▸ AIM 1
In the Storm issue on windowing and grouping, why can fields grouping put tuples with different fields into the same window? Answer in one to three sentences.

[ 
https://issues.apache.org/jira/browse/STORM-2291?page=com.atlassian.jira.plugin.system.issuetabpanels:all-tabpanel
 ]

Siwoon Son updated STORM-2291:
------------------------------
    Description: 
I‘d like to discuss the hash collision issue that occurs when applying the 
_Grouping_ method [http://storm.apache.org/releases/current/Concepts.html] to 
_Windowing_ method [http://storm.apache.org/releases/current/Windowing.html] in 
Storm.

I first assume the following situation. Spout constantly emits tuples to Bolt. 
At this time, Bolt tries to perform operations while moving tuples of a certain 
interval. e.g. moving average, etc. To solve this situation, Storm provides 
_Windowing_ method.

However, consider the following complex situation. Two problems are added in 
the above situation.
# As a first problem, the tuple emitted by Spout is multidimensional with 
multiple pieces of information. For example, Alice, Bob, and Clark are mapped 
to random real numbers. That is, the tuples emitted from Spout are {[Alice, 
0.18322], [Clark, 0.57833], [Bob, 0.27902], [Clark, 0.24553], [Alice, 0.50164], 
[Alice, 0.06463], ...}. While those tuples are transmitted to the next windowed 
bolt, they must be necessarily separated by keys such as Alice, Bob, and Clark. 
In other words, each tuples in which Alice, Bob, and Clark are mapped must 
belong to different windows.
# The second problem is Storm's parallelism. Spout and Bolt can be operated as 
multiple objects on multiple servers. This problem is that the tuples with the 
same key must be emit in the same window even if they are created by a 
different Spout object.

Storm can specify the Bolt objects which the tuples is to be input as a 
_Grouping_ method. Storm provides various _Grouping_ methods, but a fields 
grouping is best suited as a way to solve the above problems. The fields 
grouping is a way of partitioning an input stream by a specified field. With 
the fields grouping, tuples of the same field can only be passed to the same 
Bolt object. However, the fields grouping has been implemented as a hash 
method. ([http://storm.apache.org/releases/current/Tutorial.html]) Therefore, 
it can be cause *a hash collision* problem that can include the tuples in the 
same window although they have different fields. So I am interested in solving 
the hash collision.

The source code of 
[https://github.com/dke-knu/i2am/tree/master/i2am-app/fields-window-grouping/src/main/java/org/fields/window/grouping/as_is]
 is a situation where the hash collision occurs. First, Spout randomly emits 
the tuples mapping Alice, Bob, and Clark on random real numbers. Next, Bolt 
which extends BaseWindowedBolt prints the TupleWindow objects received from 
Spout. At this time, Bolt uses the fields grouping. Spout emits three fields: 
Alice, Bob, and Clark. If the parallelism of Bolt is set less than 3, it surely 
cause the hash collision. Conversely, the greater the parallelism of Bolt than 
3, the lower the probability of the hash collision. But, it can not be 
guaranteed that the hash collision does not occur.

▸ AIM 2
Can you render the records, from their first line through the line containing "point(622, 419)", as a JSON list of strings with one string per line and blank lines omitted?

▸ SUPPLIED RECORDS

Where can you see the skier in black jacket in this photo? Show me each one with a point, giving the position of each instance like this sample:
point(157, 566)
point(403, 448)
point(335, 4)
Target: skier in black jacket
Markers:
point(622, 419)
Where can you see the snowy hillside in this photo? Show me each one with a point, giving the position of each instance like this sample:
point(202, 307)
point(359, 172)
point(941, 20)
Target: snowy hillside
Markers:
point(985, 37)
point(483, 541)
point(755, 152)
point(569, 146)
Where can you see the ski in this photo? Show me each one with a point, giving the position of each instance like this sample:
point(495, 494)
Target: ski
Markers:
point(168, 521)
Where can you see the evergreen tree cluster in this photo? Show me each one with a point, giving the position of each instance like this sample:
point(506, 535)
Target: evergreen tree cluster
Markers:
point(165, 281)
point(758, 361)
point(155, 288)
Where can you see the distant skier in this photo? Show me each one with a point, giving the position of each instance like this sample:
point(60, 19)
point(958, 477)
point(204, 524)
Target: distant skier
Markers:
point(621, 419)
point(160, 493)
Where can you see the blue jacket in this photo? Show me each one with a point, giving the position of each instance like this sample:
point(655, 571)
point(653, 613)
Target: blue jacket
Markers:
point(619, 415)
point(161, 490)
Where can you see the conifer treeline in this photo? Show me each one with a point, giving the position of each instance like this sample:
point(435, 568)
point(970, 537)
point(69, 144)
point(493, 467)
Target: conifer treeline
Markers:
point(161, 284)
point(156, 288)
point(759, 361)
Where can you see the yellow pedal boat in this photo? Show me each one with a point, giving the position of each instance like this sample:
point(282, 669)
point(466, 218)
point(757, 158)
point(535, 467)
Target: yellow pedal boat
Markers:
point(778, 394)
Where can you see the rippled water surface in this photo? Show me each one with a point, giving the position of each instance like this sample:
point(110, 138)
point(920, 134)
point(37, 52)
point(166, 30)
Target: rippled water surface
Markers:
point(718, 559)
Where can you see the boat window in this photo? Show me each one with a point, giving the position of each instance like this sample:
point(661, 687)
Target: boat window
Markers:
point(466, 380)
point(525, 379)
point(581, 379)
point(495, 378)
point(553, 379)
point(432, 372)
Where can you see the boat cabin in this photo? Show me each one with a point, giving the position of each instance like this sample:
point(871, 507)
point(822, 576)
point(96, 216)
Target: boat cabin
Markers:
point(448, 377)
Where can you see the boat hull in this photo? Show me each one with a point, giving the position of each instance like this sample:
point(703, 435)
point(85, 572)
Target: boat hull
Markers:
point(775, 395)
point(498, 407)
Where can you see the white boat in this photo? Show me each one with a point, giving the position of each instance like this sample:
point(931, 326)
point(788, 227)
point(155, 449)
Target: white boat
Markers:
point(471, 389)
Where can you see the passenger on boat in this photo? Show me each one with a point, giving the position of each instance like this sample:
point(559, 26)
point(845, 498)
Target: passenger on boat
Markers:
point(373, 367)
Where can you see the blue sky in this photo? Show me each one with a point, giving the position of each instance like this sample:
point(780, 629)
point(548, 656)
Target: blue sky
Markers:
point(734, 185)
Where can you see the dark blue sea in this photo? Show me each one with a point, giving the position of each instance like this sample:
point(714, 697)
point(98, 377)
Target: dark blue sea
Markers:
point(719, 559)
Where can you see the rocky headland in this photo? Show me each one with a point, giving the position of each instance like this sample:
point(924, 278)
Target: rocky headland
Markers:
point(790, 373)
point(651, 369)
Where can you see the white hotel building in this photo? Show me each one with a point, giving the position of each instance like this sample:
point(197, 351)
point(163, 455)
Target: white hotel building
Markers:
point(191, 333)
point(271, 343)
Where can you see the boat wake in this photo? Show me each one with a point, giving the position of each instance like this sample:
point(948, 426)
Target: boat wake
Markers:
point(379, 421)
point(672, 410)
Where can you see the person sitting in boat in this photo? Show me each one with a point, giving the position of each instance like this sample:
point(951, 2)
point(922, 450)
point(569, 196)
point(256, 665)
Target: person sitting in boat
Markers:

▸ FINAL ANSWER 1
Fields grouping is implemented as a hash method. That can cause a hash collision, which can place tuples in the same window even though their fields differ.

▸ FINAL ANSWER 2
[
  "Where can you see the skier in black jacket in this photo? Show me each one with a point, giving the position of each instance like this sample:",
  "point(157, 566)",
  "point(403, 448)",
  "point(335, 4)",
  "Target: skier in black jacket",
  "Markers:",
  "point(622, 419)"
]